**Required tasks:**
1) Duplicate the part of the Stress Fracture passage that begins at the words "Jackie: Throughout that" and stops after "Squad was formed.".
2) In the Stress Fracture passage, what job did Jackie hold when the idea first came about?
3) Resume the Stress Fracture passage, picking up right after its final sentence.

**Source passage:**
━━━━

Jackie: Well, Stress Fracture, the mobile portion of the Breakthrough Squad started out with my own need to release some stress. I was a chemist in a forensic lab, and it happened by chance somewhat. We were doing a laboratory clean-out day, one day, and I floated the idea of, "Well, what if instead of taking it out to the trash, I just dropped it off the counter here?" And I was given the okay, if you will. And when the glass hit the ground, the sound of the glass shattering was incredible. I can't even really explain it, but there was a release almost and I wanted to do it again. So, I was like, "What if I pushed this off the counter?" And then, of course, my coworkers got, "Well, I want to break stuff, too."
Jackie: So, we'd gone around the laboratory that day during the clean-out, virtually just breaking things, and we were the most productive we had been in weeks. And people that typically wouldn't talk to one another in their normal course of business throughout the day were high fiving each other and saying, "Oh, I've always wanted to break that." And it really kind of brought us together as a team, so it was this weird team building thing also. So, that was about six years ago. And I always wanted to run with that but it was kind of an out of the box idea, and I was like, "No one in their right mind is going to pay or want to break things because you're always told growing up not to.
Jackie: So, fast forward to last year when I was even more frustrated with the new position that I had, and I was like, "You know what? I'm going to go with this." And I thought, "In case it didn't take off, maybe I'll go mobile. That way, not only is it easy, it takes the stress out of people having to come to me, I can come to them, but if I need to take a week off or something or a month off because I like to travel, I can do that because it's mobile. I don't have to pay rent, I don't have to do whatever."
Jackie: Throughout that process, it started off as just a fun stress relief, like it was for you guys. We came here and just let you let off some steam, but as that was happening, people would come up to me and they would just discuss and tell me, "Holy cow, I've been working through this issue," or, "That was so great because I've been sad about this," or whatever. So, I realized that I wanted to make it a more meaningful experience for people, not just fun, and that's when I met Christina and the Breakthrough Squad was formed.

━━━━

(Referring expression pointing records)
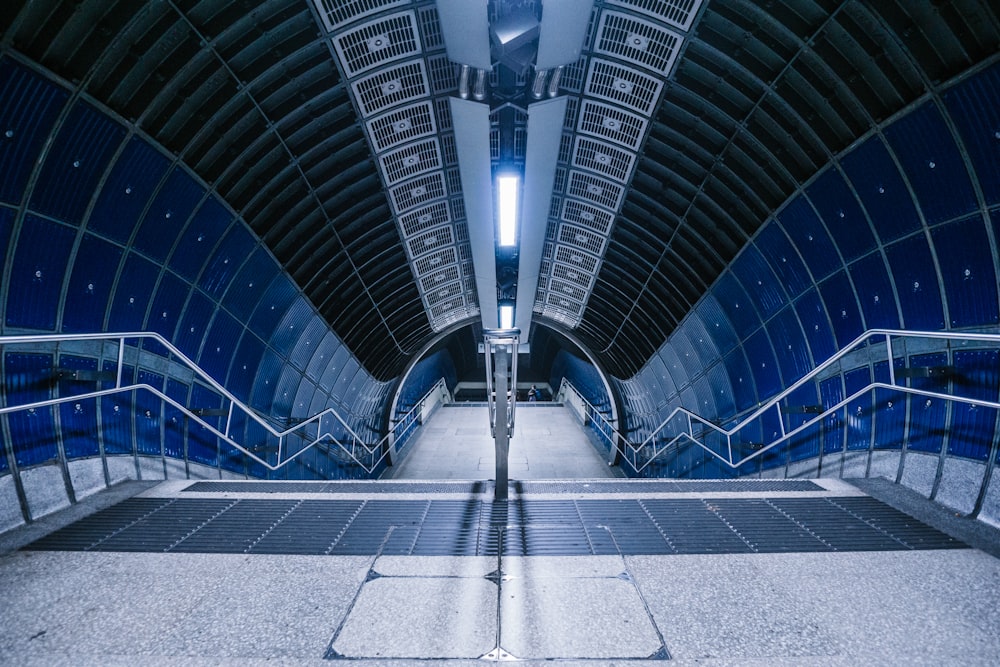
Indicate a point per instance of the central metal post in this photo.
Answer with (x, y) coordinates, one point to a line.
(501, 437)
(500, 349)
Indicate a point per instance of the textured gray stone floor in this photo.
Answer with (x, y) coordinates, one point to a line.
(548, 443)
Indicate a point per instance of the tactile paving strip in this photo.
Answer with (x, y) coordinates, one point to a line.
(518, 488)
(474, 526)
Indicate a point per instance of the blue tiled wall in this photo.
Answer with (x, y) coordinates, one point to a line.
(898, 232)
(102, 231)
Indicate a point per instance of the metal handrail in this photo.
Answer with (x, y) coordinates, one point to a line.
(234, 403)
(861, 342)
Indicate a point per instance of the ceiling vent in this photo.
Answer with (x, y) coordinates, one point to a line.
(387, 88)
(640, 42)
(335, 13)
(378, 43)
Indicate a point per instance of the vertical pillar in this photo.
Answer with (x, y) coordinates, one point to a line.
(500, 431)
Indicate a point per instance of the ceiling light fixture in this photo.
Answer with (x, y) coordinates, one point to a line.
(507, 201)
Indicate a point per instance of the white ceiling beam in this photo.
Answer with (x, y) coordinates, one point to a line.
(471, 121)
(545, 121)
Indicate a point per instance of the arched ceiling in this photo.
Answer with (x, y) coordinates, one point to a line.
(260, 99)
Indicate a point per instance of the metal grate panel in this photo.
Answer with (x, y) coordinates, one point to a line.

━━━━

**Task-by-task outputs:**
1)
Jackie: Throughout that process, it started off as just a fun stress relief, like it was for you guys. We came here and just let you let off some steam, but as that was happening, people would come up to me and they would just discuss and tell me, "Holy cow, I've been working through this issue," or, "That was so great because I've been sad about this," or whatever. So, I realized that I wanted to make it a more meaningful experience for people, not just fun, and that's when I met Christina and the Breakthrough Squad was formed.

2) Jackie was a chemist in a forensic lab.

3)
Christina: Right. Because what I was doing at the time, I wrote a book called Let My Legacy Be Love, which is about getting to the root of your stuff so you can release it and move on. And as I was out doing workshops around that topic, I was doing a lot of studying, too, about neuroscience and how all this affects the brain and the body and the organs in the body. There's a great book called The Body Keeps Score that gets into all of this. So, I was out doing workshops on digging into your story to figure out what you could get in and then how you could change it.
Christina: But what I was finding is when people would start to share their stories, they'd be crying or they get frustrated and they'd say, "I don't want to think about this. I don't want to do this." So, I was looking for some way to add some fun, that they could release that frustration, release that stress, as it was coming up. And it was right at that time that a mutual friend of ours said, "You need to meet my friend Jackie." So, Jackie and I sat down and we had one discussion, and I think it was the next day we were like, "How about breakthrough? Reveal, release reclaim." And then, from there it was like, "How about the Breakthrough Squad? How cool." Because then we're like the Breakthrough Squad plus you, so there's three. So, it's like working together, we can get to the root of some of that stuff, and then physically release it from our bodies.
Jeff: Wow. That's so incredible. So, did you immediately start breaking stuff then when you met Jackie?
Christina: Well, no. I didn't-
Jackie: Believe it or not, no.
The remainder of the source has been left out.